Please convert the entries below into a two-column CSV with the headers instruction and result, one row for each entry. Put each entry's text and its answer in one quoted field apiece, replace line breaks with spaces, and leave out the pictures.

--- START OF LISTED ENTRIES ---

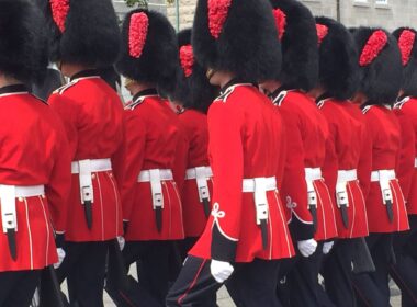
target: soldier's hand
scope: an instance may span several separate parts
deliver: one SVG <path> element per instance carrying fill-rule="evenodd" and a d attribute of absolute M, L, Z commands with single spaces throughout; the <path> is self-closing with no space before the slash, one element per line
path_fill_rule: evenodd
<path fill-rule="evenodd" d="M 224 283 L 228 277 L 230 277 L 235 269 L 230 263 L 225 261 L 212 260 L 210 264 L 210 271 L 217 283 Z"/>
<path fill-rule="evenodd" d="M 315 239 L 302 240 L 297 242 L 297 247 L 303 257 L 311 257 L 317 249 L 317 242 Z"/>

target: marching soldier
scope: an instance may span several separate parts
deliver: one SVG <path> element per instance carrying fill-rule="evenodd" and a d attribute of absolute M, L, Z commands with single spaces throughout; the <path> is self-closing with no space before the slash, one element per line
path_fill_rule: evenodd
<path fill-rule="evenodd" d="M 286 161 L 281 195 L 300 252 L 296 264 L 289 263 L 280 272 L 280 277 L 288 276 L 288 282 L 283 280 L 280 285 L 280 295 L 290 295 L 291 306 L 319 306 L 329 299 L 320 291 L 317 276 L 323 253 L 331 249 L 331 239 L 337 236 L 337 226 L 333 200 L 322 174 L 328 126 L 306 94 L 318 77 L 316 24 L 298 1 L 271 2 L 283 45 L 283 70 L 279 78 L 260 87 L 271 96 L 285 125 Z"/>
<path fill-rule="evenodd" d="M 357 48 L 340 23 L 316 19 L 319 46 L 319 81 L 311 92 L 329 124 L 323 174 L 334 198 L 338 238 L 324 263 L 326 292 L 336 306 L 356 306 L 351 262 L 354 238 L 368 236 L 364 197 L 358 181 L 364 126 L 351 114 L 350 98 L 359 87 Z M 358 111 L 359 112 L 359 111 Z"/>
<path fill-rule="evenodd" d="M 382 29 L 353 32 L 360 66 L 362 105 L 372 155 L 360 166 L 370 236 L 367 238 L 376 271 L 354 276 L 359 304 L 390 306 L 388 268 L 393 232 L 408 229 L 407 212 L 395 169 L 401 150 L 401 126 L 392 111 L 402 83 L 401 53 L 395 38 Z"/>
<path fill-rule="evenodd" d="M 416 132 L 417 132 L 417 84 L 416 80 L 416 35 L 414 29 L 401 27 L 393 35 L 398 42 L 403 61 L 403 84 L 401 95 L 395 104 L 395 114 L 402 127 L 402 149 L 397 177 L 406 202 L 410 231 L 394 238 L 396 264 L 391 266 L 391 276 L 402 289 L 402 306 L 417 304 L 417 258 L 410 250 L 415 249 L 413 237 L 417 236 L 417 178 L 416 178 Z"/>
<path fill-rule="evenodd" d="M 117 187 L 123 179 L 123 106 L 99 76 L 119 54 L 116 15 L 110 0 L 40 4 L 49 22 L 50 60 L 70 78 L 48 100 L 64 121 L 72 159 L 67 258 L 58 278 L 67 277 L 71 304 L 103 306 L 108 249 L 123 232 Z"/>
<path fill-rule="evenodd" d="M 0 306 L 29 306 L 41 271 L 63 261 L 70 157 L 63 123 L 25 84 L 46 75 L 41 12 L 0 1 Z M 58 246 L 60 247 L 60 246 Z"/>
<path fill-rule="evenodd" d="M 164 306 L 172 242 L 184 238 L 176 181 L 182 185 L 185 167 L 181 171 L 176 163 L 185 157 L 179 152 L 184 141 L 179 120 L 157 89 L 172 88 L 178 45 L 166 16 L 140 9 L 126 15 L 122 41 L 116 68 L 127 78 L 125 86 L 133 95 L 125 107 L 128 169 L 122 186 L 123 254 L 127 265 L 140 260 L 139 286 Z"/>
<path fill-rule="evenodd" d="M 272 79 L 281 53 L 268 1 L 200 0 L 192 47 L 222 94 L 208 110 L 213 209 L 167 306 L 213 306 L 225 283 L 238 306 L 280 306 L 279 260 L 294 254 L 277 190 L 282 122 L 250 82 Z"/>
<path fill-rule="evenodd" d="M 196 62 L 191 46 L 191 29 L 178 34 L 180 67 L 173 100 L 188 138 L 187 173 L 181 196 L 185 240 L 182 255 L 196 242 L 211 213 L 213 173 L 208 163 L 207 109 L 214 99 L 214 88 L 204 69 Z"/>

--- END OF LISTED ENTRIES ---

> **SOLUTION BELOW**
instruction,result
"target: soldier's hand scope: an instance may span several separate parts deliver: one SVG <path> element per instance carrying fill-rule=""evenodd"" and a d attribute of absolute M, L, Z commands with single spaces throughout; the <path> is self-closing with no space before the slash, one element per line path_fill_rule: evenodd","<path fill-rule=""evenodd"" d=""M 224 283 L 228 277 L 230 277 L 235 269 L 230 263 L 225 261 L 212 260 L 210 264 L 210 271 L 217 283 Z""/> <path fill-rule=""evenodd"" d=""M 315 239 L 302 240 L 297 242 L 297 247 L 303 257 L 311 257 L 317 249 L 317 242 Z""/>"
"target: marching soldier scope: an instance may span several separate parts deliver: one SVG <path> element per instance carrying fill-rule=""evenodd"" and a d attribute of absolute M, L, Z commands with single spaces throughout; the <path> is self-closing with no space before the slash, one element per line path_fill_rule: evenodd","<path fill-rule=""evenodd"" d=""M 286 161 L 281 195 L 300 252 L 296 264 L 289 263 L 280 272 L 280 277 L 288 276 L 288 282 L 283 280 L 280 285 L 280 295 L 290 295 L 291 306 L 319 306 L 329 299 L 320 291 L 317 276 L 323 253 L 331 249 L 331 239 L 337 236 L 337 226 L 333 200 L 322 174 L 328 126 L 306 94 L 318 77 L 316 24 L 298 1 L 271 2 L 283 45 L 283 70 L 279 78 L 260 87 L 271 96 L 285 125 Z""/> <path fill-rule=""evenodd"" d=""M 357 48 L 340 23 L 316 19 L 319 46 L 319 81 L 311 92 L 329 124 L 323 174 L 334 198 L 338 238 L 324 263 L 326 292 L 336 306 L 356 306 L 351 262 L 354 238 L 368 236 L 364 197 L 358 181 L 364 126 L 351 114 L 350 98 L 359 87 Z M 358 111 L 359 112 L 359 111 Z""/> <path fill-rule=""evenodd"" d=""M 382 29 L 353 32 L 360 66 L 362 105 L 372 155 L 360 166 L 370 236 L 367 238 L 376 271 L 354 276 L 359 304 L 390 306 L 388 268 L 393 232 L 408 229 L 407 212 L 395 169 L 401 150 L 401 126 L 392 111 L 402 83 L 401 53 L 395 38 Z""/> <path fill-rule=""evenodd"" d=""M 416 132 L 417 132 L 417 84 L 416 80 L 416 35 L 414 29 L 401 27 L 393 35 L 398 42 L 403 61 L 403 84 L 401 95 L 395 104 L 395 114 L 402 127 L 402 149 L 397 177 L 406 202 L 410 231 L 394 238 L 396 264 L 391 266 L 391 276 L 402 289 L 402 306 L 417 304 L 417 258 L 410 250 L 415 249 L 413 237 L 417 236 L 417 178 L 416 178 Z""/> <path fill-rule=""evenodd"" d=""M 117 187 L 123 179 L 123 106 L 99 76 L 119 54 L 116 15 L 110 0 L 40 4 L 49 22 L 50 60 L 70 78 L 48 100 L 64 121 L 72 159 L 67 258 L 58 278 L 67 277 L 71 304 L 103 306 L 108 249 L 123 232 Z""/> <path fill-rule=""evenodd"" d=""M 0 306 L 29 306 L 41 271 L 63 261 L 70 157 L 63 123 L 25 84 L 46 75 L 41 12 L 0 1 Z M 58 246 L 60 247 L 60 246 Z""/> <path fill-rule=""evenodd"" d=""M 164 306 L 172 242 L 184 238 L 176 181 L 182 185 L 185 167 L 181 171 L 176 163 L 185 157 L 179 152 L 184 141 L 179 120 L 157 89 L 172 88 L 178 45 L 166 16 L 140 9 L 126 15 L 122 41 L 116 68 L 127 78 L 125 86 L 133 95 L 125 107 L 128 169 L 122 186 L 123 254 L 127 265 L 140 260 L 139 286 Z""/> <path fill-rule=""evenodd"" d=""M 272 79 L 281 53 L 268 1 L 200 0 L 192 47 L 222 94 L 208 110 L 213 209 L 167 306 L 213 306 L 225 283 L 238 306 L 280 306 L 279 260 L 294 254 L 277 190 L 282 122 L 250 82 Z""/> <path fill-rule=""evenodd"" d=""M 196 62 L 191 46 L 191 29 L 178 34 L 180 67 L 173 100 L 188 138 L 187 173 L 181 196 L 185 240 L 182 255 L 196 242 L 211 213 L 213 173 L 208 163 L 207 109 L 214 99 L 214 88 L 204 69 Z""/>"